Saved entries
===

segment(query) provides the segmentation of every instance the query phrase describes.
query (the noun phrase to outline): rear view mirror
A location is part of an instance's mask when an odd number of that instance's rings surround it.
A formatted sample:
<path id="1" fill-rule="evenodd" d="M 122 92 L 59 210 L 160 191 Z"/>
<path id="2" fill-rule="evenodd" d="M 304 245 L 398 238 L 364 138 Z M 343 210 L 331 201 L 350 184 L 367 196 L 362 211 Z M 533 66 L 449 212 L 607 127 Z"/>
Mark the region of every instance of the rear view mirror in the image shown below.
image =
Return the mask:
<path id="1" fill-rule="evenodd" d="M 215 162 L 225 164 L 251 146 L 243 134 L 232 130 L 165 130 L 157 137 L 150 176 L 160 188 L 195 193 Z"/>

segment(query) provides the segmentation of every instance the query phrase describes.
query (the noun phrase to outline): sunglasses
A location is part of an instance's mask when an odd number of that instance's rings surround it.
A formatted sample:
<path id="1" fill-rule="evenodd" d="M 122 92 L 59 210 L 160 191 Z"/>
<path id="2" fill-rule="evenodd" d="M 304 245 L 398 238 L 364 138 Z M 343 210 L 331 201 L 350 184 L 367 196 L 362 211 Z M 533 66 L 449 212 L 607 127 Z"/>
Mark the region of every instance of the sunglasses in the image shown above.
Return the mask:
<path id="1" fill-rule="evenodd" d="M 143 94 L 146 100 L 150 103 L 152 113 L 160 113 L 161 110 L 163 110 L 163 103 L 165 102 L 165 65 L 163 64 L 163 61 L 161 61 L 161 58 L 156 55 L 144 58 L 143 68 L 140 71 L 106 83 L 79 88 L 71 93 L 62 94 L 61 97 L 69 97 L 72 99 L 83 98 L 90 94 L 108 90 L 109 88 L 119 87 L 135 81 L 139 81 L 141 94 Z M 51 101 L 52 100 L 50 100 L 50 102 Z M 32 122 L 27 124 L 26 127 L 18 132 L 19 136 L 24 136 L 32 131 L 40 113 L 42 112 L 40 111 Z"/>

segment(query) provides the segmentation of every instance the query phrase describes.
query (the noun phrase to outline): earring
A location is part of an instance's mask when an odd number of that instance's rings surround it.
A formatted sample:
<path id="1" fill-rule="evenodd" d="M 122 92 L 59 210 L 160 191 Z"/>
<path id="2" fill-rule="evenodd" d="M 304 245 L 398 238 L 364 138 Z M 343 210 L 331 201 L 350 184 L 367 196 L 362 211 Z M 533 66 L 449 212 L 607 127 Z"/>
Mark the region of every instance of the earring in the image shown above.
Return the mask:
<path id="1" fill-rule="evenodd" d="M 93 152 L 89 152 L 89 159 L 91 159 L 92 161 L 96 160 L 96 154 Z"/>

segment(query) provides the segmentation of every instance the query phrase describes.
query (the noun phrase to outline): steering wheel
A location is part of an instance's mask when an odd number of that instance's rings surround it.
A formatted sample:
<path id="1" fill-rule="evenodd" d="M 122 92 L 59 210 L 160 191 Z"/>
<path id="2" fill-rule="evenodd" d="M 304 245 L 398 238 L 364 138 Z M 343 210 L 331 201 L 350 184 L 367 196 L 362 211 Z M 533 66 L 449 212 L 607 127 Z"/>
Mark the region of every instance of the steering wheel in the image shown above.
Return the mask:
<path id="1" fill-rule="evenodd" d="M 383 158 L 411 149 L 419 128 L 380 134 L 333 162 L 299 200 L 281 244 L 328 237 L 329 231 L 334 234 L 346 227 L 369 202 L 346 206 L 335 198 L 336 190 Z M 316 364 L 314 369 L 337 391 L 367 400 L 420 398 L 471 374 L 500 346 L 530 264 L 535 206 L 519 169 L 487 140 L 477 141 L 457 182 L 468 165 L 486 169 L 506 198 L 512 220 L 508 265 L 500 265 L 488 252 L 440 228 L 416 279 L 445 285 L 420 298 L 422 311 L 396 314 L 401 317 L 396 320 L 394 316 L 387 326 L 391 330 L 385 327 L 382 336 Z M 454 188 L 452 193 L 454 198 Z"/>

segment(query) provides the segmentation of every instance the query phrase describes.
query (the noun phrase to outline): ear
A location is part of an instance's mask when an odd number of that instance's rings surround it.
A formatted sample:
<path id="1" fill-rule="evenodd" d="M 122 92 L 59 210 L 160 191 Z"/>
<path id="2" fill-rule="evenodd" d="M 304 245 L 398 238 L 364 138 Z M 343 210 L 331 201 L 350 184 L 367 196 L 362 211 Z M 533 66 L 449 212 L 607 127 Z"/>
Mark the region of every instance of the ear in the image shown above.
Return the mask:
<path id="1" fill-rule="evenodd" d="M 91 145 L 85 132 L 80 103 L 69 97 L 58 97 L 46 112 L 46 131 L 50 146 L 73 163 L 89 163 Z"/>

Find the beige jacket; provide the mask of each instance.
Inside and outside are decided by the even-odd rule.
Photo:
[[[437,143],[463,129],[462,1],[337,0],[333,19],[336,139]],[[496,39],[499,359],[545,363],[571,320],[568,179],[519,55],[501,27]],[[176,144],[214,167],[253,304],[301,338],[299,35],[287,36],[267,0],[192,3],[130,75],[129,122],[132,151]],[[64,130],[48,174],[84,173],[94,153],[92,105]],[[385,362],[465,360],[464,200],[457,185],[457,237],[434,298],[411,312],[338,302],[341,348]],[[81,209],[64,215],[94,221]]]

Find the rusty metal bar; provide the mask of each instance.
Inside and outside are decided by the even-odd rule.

===

Each entry above needs to be duplicated verbatim.

Response:
segment(query) provides the segmentation of every instance the query phrase describes.
query (the noun phrase to outline): rear view mirror
A location is part of an instance's mask when an odd number of that instance's rings surround it.
A formatted sample:
<path id="1" fill-rule="evenodd" d="M 122 92 L 59 210 L 160 191 Z"/>
<path id="2" fill-rule="evenodd" d="M 304 245 L 398 238 L 364 138 Z M 343 210 L 331 201 L 350 184 L 367 196 L 362 211 Z M 533 66 L 449 212 L 607 127 Z"/>
Mark the region of every instance of the rear view mirror in the image shown below.
image =
Return the mask:
<path id="1" fill-rule="evenodd" d="M 215 162 L 225 164 L 251 146 L 243 134 L 232 130 L 165 130 L 157 137 L 150 176 L 160 188 L 195 193 Z"/>

segment(query) provides the segmentation of every instance the query phrase describes.
query (the noun phrase to outline): sunglasses
A location is part of an instance's mask when an odd number of that instance's rings surround it.
A formatted sample:
<path id="1" fill-rule="evenodd" d="M 122 92 L 59 210 L 160 191 Z"/>
<path id="2" fill-rule="evenodd" d="M 304 245 L 398 238 L 364 138 Z M 343 210 L 331 201 L 350 184 L 367 196 L 362 211 Z M 533 66 L 449 212 L 607 127 Z"/>
Mark the region of every instance of the sunglasses in the image shown above.
Return the mask:
<path id="1" fill-rule="evenodd" d="M 143 94 L 146 100 L 150 103 L 152 113 L 160 113 L 161 110 L 163 110 L 163 103 L 165 102 L 165 65 L 163 64 L 163 61 L 161 61 L 161 58 L 156 55 L 144 58 L 143 68 L 140 71 L 106 83 L 79 88 L 71 93 L 62 94 L 61 97 L 69 97 L 72 99 L 83 98 L 90 94 L 108 90 L 109 88 L 119 87 L 135 81 L 139 81 L 141 94 Z M 51 101 L 52 100 L 50 100 L 50 102 Z M 32 122 L 27 124 L 26 127 L 18 132 L 19 136 L 24 136 L 32 131 L 40 113 L 42 112 L 40 111 Z"/>

segment(query) provides the segmentation of every instance the query phrase describes.
query (the noun phrase to outline): earring
A location is part of an instance's mask when an odd number of that instance's rings surround it.
A formatted sample:
<path id="1" fill-rule="evenodd" d="M 122 92 L 59 210 L 160 191 Z"/>
<path id="2" fill-rule="evenodd" d="M 304 245 L 398 238 L 364 138 Z M 343 210 L 331 201 L 350 184 L 367 196 L 362 211 Z M 533 66 L 449 212 L 607 127 Z"/>
Mark the region of every instance of the earring in the image shown above.
Return the mask:
<path id="1" fill-rule="evenodd" d="M 93 152 L 89 152 L 89 159 L 91 159 L 92 161 L 96 160 L 96 154 Z"/>

segment(query) provides the segmentation of every instance the query phrase describes.
query (the noun phrase to outline): steering wheel
A location is part of an instance's mask when an odd number of that instance's rings surround it.
A formatted sample:
<path id="1" fill-rule="evenodd" d="M 122 92 L 59 210 L 160 191 Z"/>
<path id="2" fill-rule="evenodd" d="M 304 245 L 398 238 L 364 138 Z M 343 210 L 331 201 L 350 184 L 367 196 L 362 211 Z M 533 66 L 449 212 L 607 127 Z"/>
Mark the region of every instance of the steering wheel in the image shown above.
Return the mask:
<path id="1" fill-rule="evenodd" d="M 383 158 L 411 149 L 419 128 L 380 134 L 333 162 L 299 200 L 281 244 L 328 237 L 329 231 L 334 234 L 346 227 L 369 202 L 346 206 L 335 198 L 336 190 Z M 316 364 L 314 369 L 337 391 L 367 400 L 420 398 L 471 374 L 500 346 L 530 264 L 535 206 L 519 169 L 487 140 L 477 141 L 457 182 L 468 165 L 486 169 L 506 198 L 512 220 L 508 265 L 500 265 L 488 252 L 440 228 L 416 279 L 445 285 L 420 298 L 422 311 L 396 314 L 401 317 L 396 320 L 394 316 L 387 326 L 391 330 L 385 327 L 382 336 Z M 454 188 L 452 193 L 454 198 Z"/>

segment(query) provides the segmentation of every instance the query phrase describes.
query (the noun phrase to outline): ear
A location is part of an instance's mask when an odd number of that instance's rings surround it.
A formatted sample:
<path id="1" fill-rule="evenodd" d="M 122 92 L 59 210 L 160 191 Z"/>
<path id="2" fill-rule="evenodd" d="M 304 245 L 398 238 L 364 138 Z M 343 210 L 331 201 L 350 184 L 367 196 L 362 211 Z M 533 66 L 449 212 L 607 127 Z"/>
Mark the region of every instance of the ear in the image shown above.
Return the mask:
<path id="1" fill-rule="evenodd" d="M 91 145 L 85 132 L 80 103 L 69 97 L 58 97 L 46 112 L 46 131 L 50 146 L 73 163 L 89 163 Z"/>

Find the beige jacket; provide the mask of each instance.
Inside and outside are decided by the even-odd rule.
Photo:
[[[437,143],[463,129],[462,1],[337,0],[333,19],[336,139]],[[496,39],[499,359],[545,363],[571,320],[568,179],[519,55],[501,27]],[[176,144],[214,167],[253,304],[301,338],[299,35],[287,36],[267,0],[192,3],[130,75],[129,122],[132,151]],[[64,130],[48,174],[84,173],[94,153],[92,105]],[[385,362],[465,360],[464,200],[457,185],[457,237],[434,298],[411,312],[338,302],[341,348]],[[81,209],[64,215],[94,221]]]

Find the rusty metal bar; provide the mask of each instance.
Inside and outside are decided by the even-odd rule.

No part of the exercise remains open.